**Check your understanding**
• 1. From the commentary on the Uzo-Uwani attack, copy out the passage that begins at the words "I think it is" and stops after "a bloody trap.".
• 2. In the commentary on the Uzo-Uwani attack, what did the Police Chief and the Commander of the 81 Div ask the Enugu governor to do?

Start of Document section

The sacking of an entire community by well-armed “herdsmen” ought to have raised more than a red flag, but no, the train was moving unstoppably eastwards: then last week, the “herdsmen” attacked Uzo-Uwani in Enugu, and killed about 40 people, as was reported by the press. This came after 76 members of a community in Awgu were arrested for trying to defend their community from this armed militia, and while the DSS allegedly discovered secret graves of the cattlemen in Abia state, for which it called a World Press conference. Until he was goaded into it by the loud outcry, President Buhari remained as silent as the Sphinx. When finally he spoke, he instructed the police to investigate.

This is utter nonsense. Investigate what? That a community was sacked by armed intruders in an organized pattern that is spreading southwards? Two things are clear to me at this stage: this “Fulani herdsmen” are not the old herdsmen that drove their cattle through the Southern streets of yore. These are well-trained soldiers, with very sophisticated arms. A number of patterns are beginning to emerge, and we must see the pattern in the activities of the Janjaweed in Southern Sudan, which began to sack villages, rape and kill, and abduct women, especially young women whom they “sold” to slavery. There is increasing evidence that these people whom the Nigerian press often glibly call, “Fulani Herdsmen” may be more than it seems. They may be an advance party of armed, and well-trained militia, activating the first thrust in a war that we are unprepared to engage.

 These may be the remnants of the Janjaweed, trained Al-Qaeda militia, sleeping cells, some of whom are your maiguards, some of whom are mingling with the host communities, and readying to spring into action at the appropriate time, armed with the guns from Libya. That the Nigerian Armed Forces and its National Security services have never paid attention to the infiltration of Nigeria tells so much about the state, quality, and mission of Nigeria’s National Security. As far as I’m concerned also, Governor Ugwuanyi is a weak, unimaginative political leader. Sources said he was aware of the impending attack in Uzo-Uwani. He summoned a meeting, called his Police Chief and the Commander of the 81 Div in Enugu, who asked him to call the President to issue direct orders.

The governor allegedly called the president and was kept on hold, and an aide later said the president was too busy to speak to the governor, while a massacre was afoot in Enugu! The Enugu governor has of course denied that all this happened. The next day he was seen smiling sheepishly into a Camera in Abuja in a picture with the President in Aso Rock. “At no point did I call the president, or anyone in the presidency for that matter. There was no need” Ugwuanyi said. But what did the governor do while Uzo-Uwani burnt? Nothing. He sat in a meeting wringing his hand with worry while a massacre was taking place right under his nose. My question is, “what would M.I. Okpara have done?” Certainly, Okpara would never have waited for the president before taking charge, by every means necessary, of the protection of the lives of those who elected him and whom he swore to protect. What do these Governors do with all the security votes allotted to them in state budgets if they cannot protect the lives of the citizen?

I think it is also clear that over and over again, the police, the military, and the security services have shown that they cannot protect the citizens of Nigeria, and particularly of the East. Here then is the only thing left to be done: every man above the age of 18 in Nigeria must as a matter of obligation and personal safety, procure a gun for their own self-defence. Citizens must defy the law that forbids them from the right to own guns. Nigerians are on their own now. The nation can no longer protect them. Security must now be a matter of self-help. The attacks in Uzo-Uwani proves this unambiguously, for as one of the community leaders said, “we knew they were coming.” Yet, they did nothing. They just waited. It is a bloody shame, and a bloody trap.

End of Document section
Start of Dataset excerpts

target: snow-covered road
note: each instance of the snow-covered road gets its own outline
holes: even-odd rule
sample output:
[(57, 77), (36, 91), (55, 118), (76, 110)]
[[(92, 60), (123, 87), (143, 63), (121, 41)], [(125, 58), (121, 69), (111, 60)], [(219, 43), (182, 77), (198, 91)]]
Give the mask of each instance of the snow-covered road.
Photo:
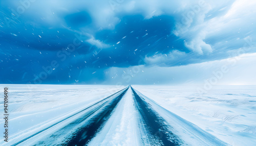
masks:
[(4, 144), (228, 145), (131, 86), (25, 134)]

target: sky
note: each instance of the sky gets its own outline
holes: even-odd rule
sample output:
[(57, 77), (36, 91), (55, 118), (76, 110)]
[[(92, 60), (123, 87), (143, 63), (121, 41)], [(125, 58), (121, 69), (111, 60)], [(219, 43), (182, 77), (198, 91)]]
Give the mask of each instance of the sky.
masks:
[(256, 83), (255, 1), (0, 4), (0, 83)]

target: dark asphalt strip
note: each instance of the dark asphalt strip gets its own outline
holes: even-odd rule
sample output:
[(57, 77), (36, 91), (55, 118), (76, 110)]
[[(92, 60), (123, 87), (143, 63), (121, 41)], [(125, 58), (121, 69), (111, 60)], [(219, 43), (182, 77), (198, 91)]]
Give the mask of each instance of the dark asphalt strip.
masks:
[[(148, 137), (153, 145), (180, 145), (182, 141), (170, 131), (170, 126), (155, 111), (151, 106), (143, 100), (132, 88), (137, 108), (142, 117), (146, 130), (148, 131)], [(144, 123), (143, 123), (144, 124)]]
[(83, 111), (84, 111), (90, 108), (91, 108), (92, 107), (95, 106), (95, 105), (98, 105), (98, 104), (102, 103), (102, 102), (104, 102), (104, 101), (106, 101), (106, 100), (110, 99), (111, 97), (112, 97), (114, 95), (115, 95), (115, 94), (117, 94), (117, 93), (119, 93), (119, 92), (121, 92), (121, 91), (123, 91), (124, 90), (124, 91), (123, 91), (123, 92), (125, 92), (126, 91), (127, 91), (127, 90), (129, 89), (129, 87), (126, 87), (126, 88), (124, 88), (124, 89), (123, 89), (122, 90), (120, 90), (120, 91), (118, 91), (118, 92), (116, 92), (116, 93), (112, 94), (111, 95), (110, 95), (110, 96), (108, 96), (108, 97), (107, 97), (107, 98), (105, 98), (105, 99), (103, 99), (103, 100), (101, 100), (101, 101), (100, 101), (96, 103), (95, 104), (93, 104), (93, 105), (89, 106), (89, 107), (87, 107), (87, 108), (84, 109), (83, 110), (81, 110), (81, 111), (79, 111), (79, 112), (77, 112), (77, 113), (75, 113), (75, 114), (73, 114), (72, 115), (71, 115), (71, 116), (69, 116), (69, 117), (67, 117), (67, 118), (65, 118), (65, 119), (62, 119), (62, 120), (60, 120), (60, 121), (58, 121), (58, 122), (54, 124), (53, 124), (53, 125), (51, 125), (51, 126), (49, 126), (49, 127), (45, 128), (44, 129), (42, 129), (42, 130), (39, 131), (38, 131), (38, 132), (34, 133), (34, 134), (33, 134), (32, 135), (30, 135), (30, 136), (28, 136), (28, 137), (26, 137), (26, 138), (25, 138), (21, 140), (20, 140), (19, 141), (18, 141), (18, 142), (16, 142), (16, 143), (15, 143), (11, 145), (11, 146), (14, 146), (14, 145), (18, 145), (18, 144), (20, 144), (20, 143), (23, 142), (23, 141), (24, 141), (25, 140), (27, 140), (28, 139), (29, 139), (29, 138), (33, 137), (33, 136), (35, 136), (35, 135), (37, 135), (37, 134), (38, 134), (42, 132), (43, 131), (46, 131), (46, 130), (47, 130), (51, 128), (51, 127), (53, 127), (54, 126), (56, 125), (57, 124), (59, 124), (59, 123), (61, 123), (61, 122), (62, 122), (62, 121), (64, 121), (65, 120), (67, 120), (67, 119), (68, 119), (68, 118), (70, 118), (71, 117), (73, 117), (73, 116), (74, 116), (78, 114), (78, 113), (81, 113), (81, 112), (83, 112)]
[(89, 121), (89, 124), (79, 129), (71, 140), (68, 141), (65, 145), (84, 145), (88, 144), (103, 127), (104, 124), (108, 120), (111, 113), (127, 90), (128, 88), (115, 98), (111, 104), (104, 107), (101, 112), (92, 117)]

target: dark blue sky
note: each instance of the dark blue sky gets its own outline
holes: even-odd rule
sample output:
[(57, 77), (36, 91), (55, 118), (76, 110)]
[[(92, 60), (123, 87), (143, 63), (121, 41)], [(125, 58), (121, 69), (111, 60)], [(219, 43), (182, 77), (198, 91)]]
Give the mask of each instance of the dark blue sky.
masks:
[(245, 45), (255, 52), (246, 42), (254, 13), (236, 7), (240, 1), (34, 1), (1, 2), (1, 83), (115, 84), (113, 67), (208, 62)]

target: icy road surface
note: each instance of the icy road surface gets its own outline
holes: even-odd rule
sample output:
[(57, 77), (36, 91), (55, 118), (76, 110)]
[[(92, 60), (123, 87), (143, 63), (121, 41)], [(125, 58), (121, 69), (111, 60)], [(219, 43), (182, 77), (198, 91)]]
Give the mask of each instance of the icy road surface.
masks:
[[(49, 87), (38, 88), (46, 93), (34, 96), (36, 100), (22, 102), (13, 98), (10, 104), (9, 141), (1, 140), (1, 145), (236, 145), (167, 110), (131, 86), (105, 86), (101, 90), (88, 86), (82, 90), (83, 86), (78, 85), (76, 92), (68, 85), (60, 86), (52, 89), (55, 94)], [(10, 96), (12, 91), (22, 96), (36, 94), (34, 90), (10, 90)], [(49, 98), (52, 95), (57, 97)]]

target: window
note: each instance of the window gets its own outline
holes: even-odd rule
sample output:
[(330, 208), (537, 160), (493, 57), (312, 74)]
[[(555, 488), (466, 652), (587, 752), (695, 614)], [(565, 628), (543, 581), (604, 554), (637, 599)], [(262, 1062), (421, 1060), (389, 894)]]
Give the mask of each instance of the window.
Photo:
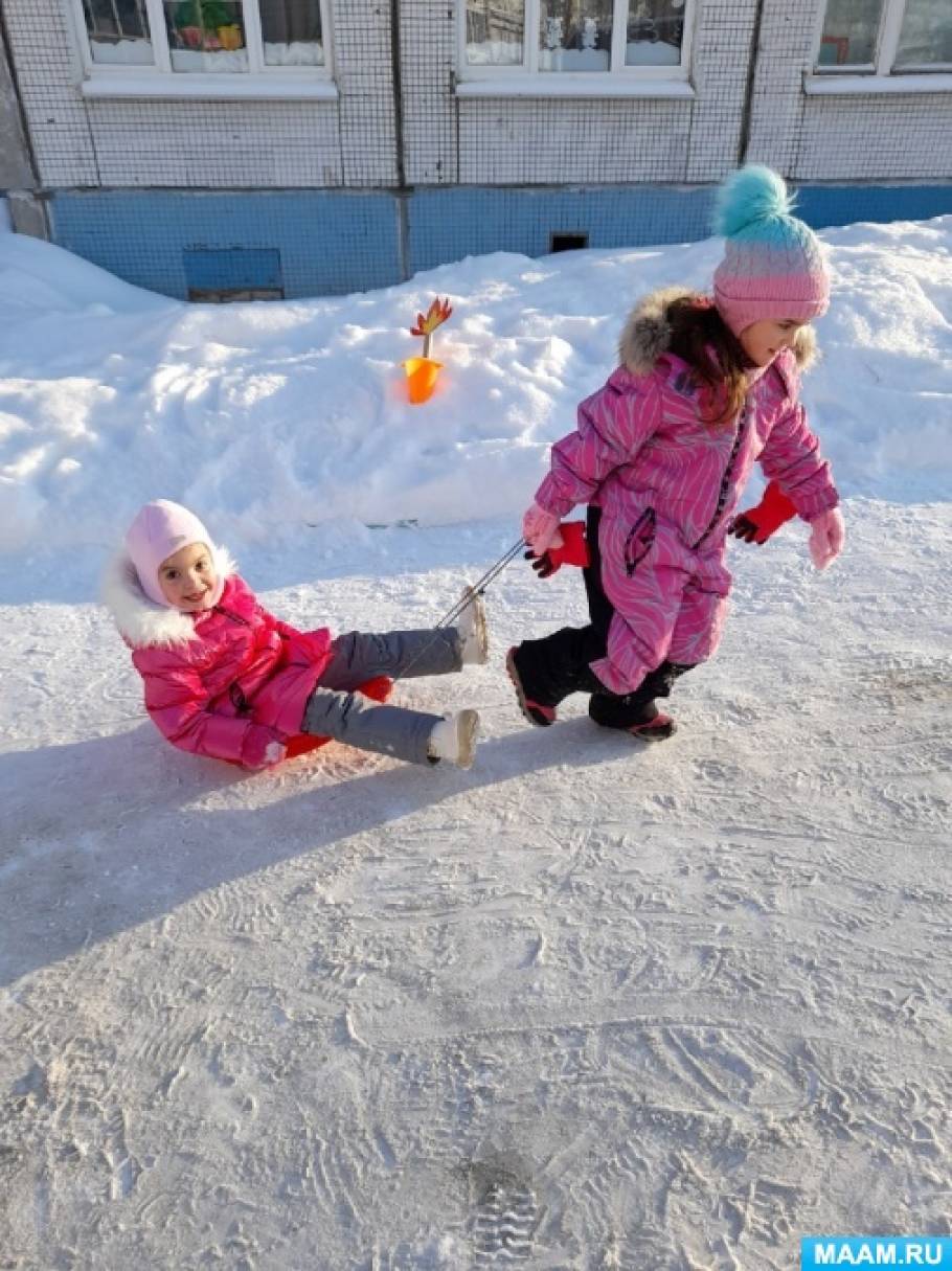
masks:
[(328, 79), (322, 0), (72, 0), (86, 70)]
[(827, 0), (817, 74), (952, 70), (949, 0)]
[(627, 74), (686, 79), (693, 4), (460, 0), (460, 78)]

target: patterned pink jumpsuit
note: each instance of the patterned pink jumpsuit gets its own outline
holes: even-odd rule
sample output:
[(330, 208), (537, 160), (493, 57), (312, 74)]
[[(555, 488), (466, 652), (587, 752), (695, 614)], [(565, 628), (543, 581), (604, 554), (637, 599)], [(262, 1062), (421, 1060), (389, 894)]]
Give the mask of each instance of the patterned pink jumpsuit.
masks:
[(630, 694), (662, 662), (693, 666), (717, 648), (731, 588), (727, 525), (755, 460), (805, 520), (839, 502), (798, 385), (784, 350), (751, 384), (738, 417), (709, 425), (690, 369), (669, 352), (649, 374), (616, 370), (581, 403), (576, 431), (553, 446), (536, 503), (559, 519), (576, 503), (601, 511), (601, 587), (614, 613), (605, 653), (590, 669), (609, 693)]

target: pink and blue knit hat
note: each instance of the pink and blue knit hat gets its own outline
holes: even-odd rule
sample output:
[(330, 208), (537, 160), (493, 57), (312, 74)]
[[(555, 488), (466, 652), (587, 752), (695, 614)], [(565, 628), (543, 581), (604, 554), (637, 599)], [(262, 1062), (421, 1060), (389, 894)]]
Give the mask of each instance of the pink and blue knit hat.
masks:
[(735, 336), (764, 318), (810, 322), (829, 308), (820, 240), (792, 208), (783, 178), (759, 164), (741, 168), (718, 191), (714, 229), (726, 243), (714, 304)]

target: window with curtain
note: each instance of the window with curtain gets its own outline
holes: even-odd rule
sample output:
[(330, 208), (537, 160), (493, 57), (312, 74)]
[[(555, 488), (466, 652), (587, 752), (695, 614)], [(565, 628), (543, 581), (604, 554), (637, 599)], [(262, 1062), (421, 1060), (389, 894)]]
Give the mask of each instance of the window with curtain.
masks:
[(71, 0), (88, 61), (170, 75), (325, 67), (322, 0)]
[(827, 0), (817, 71), (952, 70), (952, 0)]
[(686, 74), (694, 0), (465, 0), (464, 75)]

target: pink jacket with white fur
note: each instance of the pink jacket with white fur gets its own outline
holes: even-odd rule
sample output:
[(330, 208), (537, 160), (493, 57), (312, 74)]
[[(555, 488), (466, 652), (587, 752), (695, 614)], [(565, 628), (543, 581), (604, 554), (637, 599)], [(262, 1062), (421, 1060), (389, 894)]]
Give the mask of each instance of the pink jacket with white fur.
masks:
[(214, 609), (186, 614), (146, 599), (127, 557), (112, 566), (103, 599), (145, 684), (145, 707), (173, 746), (245, 768), (269, 742), (300, 732), (308, 698), (330, 653), (330, 632), (299, 632), (258, 604), (228, 553)]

End of Dataset excerpts

**Per-task outputs**
• 1.
I think it is also clear that over and over again, the police, the military, and the security services have shown that they cannot protect the citizens of Nigeria, and particularly of the East. Here then is the only thing left to be done: every man above the age of 18 in Nigeria must as a matter of obligation and personal safety, procure a gun for their own self-defence. Citizens must defy the law that forbids them from the right to own guns. Nigerians are on their own now. The nation can no longer protect them. Security must now be a matter of self-help. The attacks in Uzo-Uwani proves this unambiguously, for as one of the community leaders said, “we knew they were coming.” Yet, they did nothing. They just waited. It is a bloody shame, and a bloody trap.

• 2. They asked him to call the President to issue direct orders.